- Exercise details -
Copy the data below exactly.

- Material for the task -
______

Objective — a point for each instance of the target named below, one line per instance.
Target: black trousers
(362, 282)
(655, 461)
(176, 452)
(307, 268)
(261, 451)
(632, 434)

______

- Completed task -
Objective — a point for each instance of the target named below, one line per instance.
Target: black trousers
(362, 282)
(655, 461)
(176, 452)
(307, 268)
(261, 451)
(632, 434)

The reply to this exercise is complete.